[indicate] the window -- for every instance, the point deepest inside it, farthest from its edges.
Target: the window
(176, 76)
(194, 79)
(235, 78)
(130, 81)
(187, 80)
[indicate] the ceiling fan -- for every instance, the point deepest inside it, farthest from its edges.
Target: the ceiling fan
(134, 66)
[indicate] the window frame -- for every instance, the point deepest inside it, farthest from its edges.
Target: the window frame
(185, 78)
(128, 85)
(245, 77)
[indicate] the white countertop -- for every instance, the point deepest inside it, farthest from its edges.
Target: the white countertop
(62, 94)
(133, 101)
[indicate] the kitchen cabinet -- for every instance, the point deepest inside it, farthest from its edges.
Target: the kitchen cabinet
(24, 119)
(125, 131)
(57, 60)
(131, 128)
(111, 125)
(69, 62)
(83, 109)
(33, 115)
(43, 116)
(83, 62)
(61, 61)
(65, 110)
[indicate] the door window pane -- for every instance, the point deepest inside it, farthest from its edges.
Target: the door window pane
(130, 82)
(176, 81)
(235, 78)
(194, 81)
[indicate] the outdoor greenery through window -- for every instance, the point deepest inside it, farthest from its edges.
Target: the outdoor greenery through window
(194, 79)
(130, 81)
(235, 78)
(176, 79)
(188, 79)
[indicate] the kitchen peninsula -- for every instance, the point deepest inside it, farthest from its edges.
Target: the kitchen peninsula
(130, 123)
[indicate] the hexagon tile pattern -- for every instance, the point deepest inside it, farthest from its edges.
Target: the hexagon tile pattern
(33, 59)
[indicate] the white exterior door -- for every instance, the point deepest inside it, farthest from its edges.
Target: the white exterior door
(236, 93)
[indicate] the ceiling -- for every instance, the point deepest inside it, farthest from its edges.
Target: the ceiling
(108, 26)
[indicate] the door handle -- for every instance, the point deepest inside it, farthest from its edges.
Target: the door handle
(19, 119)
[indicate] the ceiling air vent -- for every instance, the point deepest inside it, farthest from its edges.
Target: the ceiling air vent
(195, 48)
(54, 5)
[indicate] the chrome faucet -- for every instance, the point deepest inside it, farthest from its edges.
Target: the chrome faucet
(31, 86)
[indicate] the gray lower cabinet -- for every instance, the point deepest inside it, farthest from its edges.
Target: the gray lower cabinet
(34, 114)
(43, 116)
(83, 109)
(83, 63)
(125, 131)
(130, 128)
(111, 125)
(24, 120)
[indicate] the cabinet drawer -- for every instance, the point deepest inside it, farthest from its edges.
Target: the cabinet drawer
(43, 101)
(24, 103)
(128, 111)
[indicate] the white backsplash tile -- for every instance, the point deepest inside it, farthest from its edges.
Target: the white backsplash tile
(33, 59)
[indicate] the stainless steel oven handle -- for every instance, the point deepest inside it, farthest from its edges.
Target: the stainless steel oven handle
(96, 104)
============
Given task - Rewrite every line of the items above as a Markdown table with the columns Row and Line, numbering the rows in order and omitting blank lines.

Output of the task -
| Row | Line |
|---|---|
| 1 | [indicate] the window -- for every instance, the point deepest inside it, farthest from its edges. |
| 2 | Target: the window |
| 3 | (176, 76) |
| 4 | (194, 79) |
| 5 | (235, 78) |
| 6 | (130, 81) |
| 7 | (187, 80) |
| 8 | [indicate] the ceiling fan -- for every instance, the point deepest inside it, farthest from its edges. |
| 9 | Target: the ceiling fan |
| 10 | (134, 66) |
| 11 | [indicate] the window frame -- for every instance, the point deepest inside it, farthest from its edges. |
| 12 | Target: the window frame |
| 13 | (185, 78) |
| 14 | (128, 85) |
| 15 | (245, 77) |
| 16 | [indicate] the white countertop -- for every instance, the point deepest inside it, farthest from its edges. |
| 17 | Target: the white countertop |
| 18 | (62, 94) |
| 19 | (133, 101) |
| 20 | [indicate] the kitchen cabinet -- for every instance, the point deepest inside it, farthest from its edges. |
| 21 | Target: the kitchen cabinet |
| 22 | (24, 119) |
| 23 | (125, 131) |
| 24 | (57, 60) |
| 25 | (131, 128) |
| 26 | (111, 125) |
| 27 | (69, 62) |
| 28 | (83, 109) |
| 29 | (33, 115) |
| 30 | (43, 116) |
| 31 | (83, 62) |
| 32 | (61, 61) |
| 33 | (65, 110) |
| 34 | [indicate] the door window pane -- for every instance, the point deepest inside it, farthest from its edges. |
| 35 | Target: the door window pane |
| 36 | (130, 82) |
| 37 | (176, 81) |
| 38 | (235, 78) |
| 39 | (194, 81) |
| 40 | [indicate] the outdoor greenery through window -- for every instance, the point deepest inside it, farthest from its edges. |
| 41 | Target: the outdoor greenery through window |
| 42 | (194, 79) |
| 43 | (130, 81) |
| 44 | (235, 78) |
| 45 | (176, 79) |
| 46 | (188, 79) |
| 47 | [indicate] the kitchen peninsula -- for every instance, the point deepest inside it, farthest from its edges. |
| 48 | Target: the kitchen peninsula |
| 49 | (130, 123) |
| 50 | [indicate] the hexagon tile pattern -- for every instance, the point deepest inside it, farthest from its edges. |
| 51 | Target: the hexagon tile pattern |
| 52 | (33, 59) |
| 53 | [indicate] the white exterior door -- for every instance, the point deepest inside it, farthest from its edges. |
| 54 | Target: the white exterior door |
| 55 | (236, 93) |
| 56 | [indicate] the ceiling -- for every instance, the point deepest inside it, farthest from its edges. |
| 57 | Target: the ceiling |
| 58 | (108, 26) |
| 59 | [indicate] the door handle -- for every instance, the point deepest inside it, farthest from its edges. |
| 60 | Target: the door handle |
| 61 | (19, 119) |
| 62 | [indicate] the ceiling air vent -- for every instance, the point deepest inside it, farthest from its edges. |
| 63 | Target: the ceiling air vent |
| 64 | (195, 48) |
| 65 | (54, 5) |
| 66 | [indicate] the chrome faucet -- for every instance, the point deepest inside it, farthest from its edges. |
| 67 | Target: the chrome faucet |
| 68 | (31, 86) |
| 69 | [indicate] the gray lower cabinet -- for every instance, the point deepest inside it, farthest from its edges. |
| 70 | Target: the gray lower cabinet |
| 71 | (34, 114) |
| 72 | (43, 116) |
| 73 | (83, 109) |
| 74 | (83, 63) |
| 75 | (125, 131) |
| 76 | (130, 128) |
| 77 | (111, 125) |
| 78 | (24, 120) |
| 79 | [indicate] the cabinet drawer -- for every instance, the point deepest inside it, farthest from its edges. |
| 80 | Target: the cabinet drawer |
| 81 | (43, 101) |
| 82 | (24, 103) |
| 83 | (128, 111) |
| 84 | [indicate] the white backsplash tile -- for every instance, the point deepest inside it, farthest from its edges. |
| 85 | Target: the white backsplash tile |
| 86 | (33, 59) |
| 87 | [indicate] the stainless steel oven handle -- for every instance, the point deepest inside it, farthest from its edges. |
| 88 | Target: the stainless steel oven handle |
| 89 | (96, 104) |